Task instructions: Print the complete listing so that it matches the original exactly.
Records for this task section start
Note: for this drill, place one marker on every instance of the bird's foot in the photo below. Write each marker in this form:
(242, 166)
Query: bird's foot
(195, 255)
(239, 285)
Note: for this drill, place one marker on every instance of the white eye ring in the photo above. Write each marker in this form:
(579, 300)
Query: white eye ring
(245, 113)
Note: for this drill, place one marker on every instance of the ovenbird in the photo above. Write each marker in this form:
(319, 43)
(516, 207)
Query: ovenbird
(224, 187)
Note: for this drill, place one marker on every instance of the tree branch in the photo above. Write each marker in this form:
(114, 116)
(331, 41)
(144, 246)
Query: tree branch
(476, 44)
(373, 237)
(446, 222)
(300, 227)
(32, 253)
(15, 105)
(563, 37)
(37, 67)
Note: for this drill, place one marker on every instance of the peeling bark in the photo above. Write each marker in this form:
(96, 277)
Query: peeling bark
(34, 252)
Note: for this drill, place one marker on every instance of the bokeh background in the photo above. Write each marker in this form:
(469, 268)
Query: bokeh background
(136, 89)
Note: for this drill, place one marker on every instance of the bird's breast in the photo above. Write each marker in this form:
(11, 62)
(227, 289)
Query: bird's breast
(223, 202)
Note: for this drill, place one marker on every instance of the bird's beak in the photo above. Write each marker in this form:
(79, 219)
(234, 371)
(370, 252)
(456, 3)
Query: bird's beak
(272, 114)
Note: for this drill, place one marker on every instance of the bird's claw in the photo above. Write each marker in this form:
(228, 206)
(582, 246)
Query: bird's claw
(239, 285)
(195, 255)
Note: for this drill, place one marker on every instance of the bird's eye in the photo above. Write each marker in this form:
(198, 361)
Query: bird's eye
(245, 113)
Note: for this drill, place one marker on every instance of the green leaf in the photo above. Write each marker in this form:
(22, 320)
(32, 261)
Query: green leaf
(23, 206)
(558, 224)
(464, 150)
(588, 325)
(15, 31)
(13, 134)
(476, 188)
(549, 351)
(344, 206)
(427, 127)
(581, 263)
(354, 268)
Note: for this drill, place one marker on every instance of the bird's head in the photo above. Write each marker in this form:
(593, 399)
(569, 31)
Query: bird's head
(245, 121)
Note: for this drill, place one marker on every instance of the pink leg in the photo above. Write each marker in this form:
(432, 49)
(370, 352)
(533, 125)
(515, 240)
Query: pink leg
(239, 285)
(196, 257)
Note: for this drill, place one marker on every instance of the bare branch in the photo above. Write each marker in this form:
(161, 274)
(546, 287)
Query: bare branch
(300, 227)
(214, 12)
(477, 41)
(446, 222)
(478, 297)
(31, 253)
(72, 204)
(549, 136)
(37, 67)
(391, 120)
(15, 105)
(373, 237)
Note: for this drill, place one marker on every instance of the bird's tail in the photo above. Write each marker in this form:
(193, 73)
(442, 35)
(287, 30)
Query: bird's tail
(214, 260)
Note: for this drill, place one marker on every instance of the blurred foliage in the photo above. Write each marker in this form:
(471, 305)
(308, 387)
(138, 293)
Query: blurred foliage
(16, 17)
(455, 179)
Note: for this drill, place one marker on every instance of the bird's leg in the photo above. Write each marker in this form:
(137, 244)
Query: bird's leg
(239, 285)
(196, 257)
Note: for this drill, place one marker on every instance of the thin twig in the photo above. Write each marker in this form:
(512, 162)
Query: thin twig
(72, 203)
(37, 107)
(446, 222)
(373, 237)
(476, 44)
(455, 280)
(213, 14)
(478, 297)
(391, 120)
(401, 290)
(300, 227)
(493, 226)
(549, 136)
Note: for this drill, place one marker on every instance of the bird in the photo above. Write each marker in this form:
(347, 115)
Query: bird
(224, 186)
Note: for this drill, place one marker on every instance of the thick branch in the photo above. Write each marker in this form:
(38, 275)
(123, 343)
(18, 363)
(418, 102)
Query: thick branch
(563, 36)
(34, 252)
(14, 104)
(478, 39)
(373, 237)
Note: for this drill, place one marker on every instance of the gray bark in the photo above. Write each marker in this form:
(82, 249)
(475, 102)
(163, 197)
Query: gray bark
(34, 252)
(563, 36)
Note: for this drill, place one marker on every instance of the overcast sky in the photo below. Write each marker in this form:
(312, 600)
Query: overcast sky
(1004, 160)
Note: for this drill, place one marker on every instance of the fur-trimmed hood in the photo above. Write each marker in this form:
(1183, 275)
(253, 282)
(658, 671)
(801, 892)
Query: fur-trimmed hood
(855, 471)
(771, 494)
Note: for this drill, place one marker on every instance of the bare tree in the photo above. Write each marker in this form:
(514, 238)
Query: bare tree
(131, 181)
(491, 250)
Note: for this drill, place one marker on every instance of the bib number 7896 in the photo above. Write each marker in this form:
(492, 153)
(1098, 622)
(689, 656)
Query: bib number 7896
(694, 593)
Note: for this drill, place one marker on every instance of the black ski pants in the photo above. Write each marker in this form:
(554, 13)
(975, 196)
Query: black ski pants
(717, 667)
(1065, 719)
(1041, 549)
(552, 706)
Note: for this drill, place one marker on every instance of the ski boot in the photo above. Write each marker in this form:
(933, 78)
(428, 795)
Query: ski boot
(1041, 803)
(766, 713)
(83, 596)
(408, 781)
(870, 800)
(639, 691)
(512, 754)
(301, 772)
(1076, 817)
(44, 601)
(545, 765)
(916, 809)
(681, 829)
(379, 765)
Records for this task section end
Solution to the exercise:
Note: for this drill, place one marker on every instance of the bird's foot in the photo below. Write each marker in this form:
(242, 166)
Query: bird's foot
(195, 255)
(239, 285)
Note: for this drill, place one marker on every instance of the white eye ring in the photo above. Write each marker in this form:
(579, 300)
Query: white eye ring
(245, 113)
Note: for this drill, place one marker on every instance of the ovenbird in the photo above. Write each marker in this form:
(319, 43)
(516, 207)
Query: ovenbird
(224, 187)
Note: for this drill, place one marker on every instance of the tree branch in the photo above. Write each marker in this form:
(114, 116)
(331, 41)
(144, 246)
Query: tree branch
(476, 44)
(373, 237)
(446, 222)
(300, 227)
(32, 253)
(15, 105)
(563, 37)
(37, 67)
Note: for this drill, place one marker on every instance of the peeling bark in the photo above. Write each marker in this form:
(96, 277)
Query: peeling bark
(34, 252)
Note: for this drill, place one marker on every instance of the bokeh background in the photo above. Write each marker in this form:
(469, 268)
Query: bokeh background
(136, 89)
Note: for this drill, place one marker on every instance of the bird's breast in the photo above. Write each marker in this form:
(11, 62)
(227, 289)
Query: bird's breast
(223, 202)
Note: for this drill, place one marker on every instance of the bird's beak in the photo above. Write each marker in this form:
(79, 219)
(234, 371)
(370, 252)
(456, 3)
Query: bird's beak
(272, 114)
Note: for this drill, place one marker on every instance of the bird's claw in the photo above. Write each marker in this form:
(228, 206)
(582, 246)
Query: bird's claw
(239, 285)
(195, 255)
Note: for this drill, place one marker on every instance of the bird's eye in the photo above. Write each marker in this form:
(198, 361)
Query: bird's eye
(245, 113)
Note: for this drill, place one marker on every instance of the green leaf in the photo above. Write each marker in this form:
(22, 320)
(32, 261)
Query: green leaf
(23, 206)
(558, 224)
(464, 150)
(588, 325)
(15, 31)
(13, 134)
(476, 188)
(549, 351)
(344, 206)
(427, 127)
(581, 263)
(354, 268)
Note: for this drill, place one marker on every instance of the bird's head in the photo above. Write each marker in this form:
(593, 399)
(569, 31)
Query: bird's head
(245, 121)
Note: for this drill, place one marker on every instance of the pink leg in the photo above. Write each marker in this form:
(432, 49)
(370, 352)
(533, 125)
(515, 240)
Query: pink leg
(239, 285)
(196, 257)
Note: for this drill, place one marker on every instance of the bare branch in the photo above. Write each marker in this form:
(161, 274)
(546, 287)
Query: bare branch
(300, 227)
(214, 12)
(477, 41)
(446, 222)
(478, 297)
(31, 253)
(72, 204)
(549, 136)
(37, 67)
(391, 120)
(15, 105)
(373, 237)
Note: for this drill, place one marker on every instance of the bird's tail in the photo above. Write each marker in this form:
(193, 73)
(442, 35)
(287, 30)
Query: bird's tail
(214, 260)
Note: for this drill, place one marker on every instance of the blurred foliage in the photo above. Write each marker in this form:
(471, 305)
(308, 387)
(138, 293)
Query: blurred foliage
(16, 17)
(455, 179)
Note: for this drill, place one marker on every instance of the bird's leg in the photo above. Write each marker in this form:
(137, 244)
Query: bird's leg
(239, 285)
(196, 257)
Note: for this drill, place one marker on every instance of the thin twig in the photo above. Write each marker in this form:
(512, 162)
Query: thin twig
(72, 203)
(37, 107)
(446, 222)
(373, 237)
(476, 44)
(455, 280)
(213, 14)
(478, 297)
(391, 120)
(401, 290)
(300, 227)
(493, 226)
(549, 136)
Note: for this drill, place one marker on every instance of the bird in the photo above. Write each marker in this form:
(347, 115)
Query: bird
(224, 186)
Note: for this drill, place one marker on every instance of the thick branch in the photo above. Write each marker in this form:
(38, 275)
(123, 343)
(18, 363)
(418, 102)
Query: thick branch
(563, 36)
(34, 252)
(14, 104)
(478, 39)
(373, 237)
Note: for this drill, place one marker on every instance of the gray bark in the photo above. Write each marker in this form:
(82, 249)
(475, 102)
(163, 197)
Query: gray bark
(34, 252)
(563, 36)
Note: for this drill, place one marker on every instance of the overcast sky in the photo below. Write each marker in this form:
(312, 600)
Query: overcast sky
(1004, 160)
Note: for this drill, place one marker on every instance of the fur-trimmed hood in the photo above. Write each marker in this form:
(1183, 275)
(253, 282)
(658, 671)
(801, 892)
Query: fur-trimmed hood
(855, 471)
(771, 494)
Note: for this drill, place one marker on every instance of the bare tree in the photo above. Write each marker in this form:
(514, 238)
Query: bare tree
(131, 181)
(491, 250)
Note: for this drill, place one marker on every instance of the bib number 7896 in the photo above. Write each marker in this form:
(492, 153)
(1098, 622)
(689, 656)
Query: bib number 7896
(694, 593)
Note: for this drill, place one marker on every instance of the black ski pants in the photo above. Write each marker in this form:
(554, 13)
(975, 196)
Query: black ski pants
(717, 667)
(1065, 719)
(1041, 549)
(552, 706)
Note: for this drill, place one marker on every instance of the ski boot in the photo above. Write each marker in this form:
(933, 78)
(428, 795)
Query: ski boot
(1041, 803)
(766, 713)
(83, 596)
(408, 781)
(870, 800)
(639, 691)
(512, 754)
(301, 772)
(1076, 817)
(44, 601)
(545, 765)
(916, 809)
(681, 829)
(379, 765)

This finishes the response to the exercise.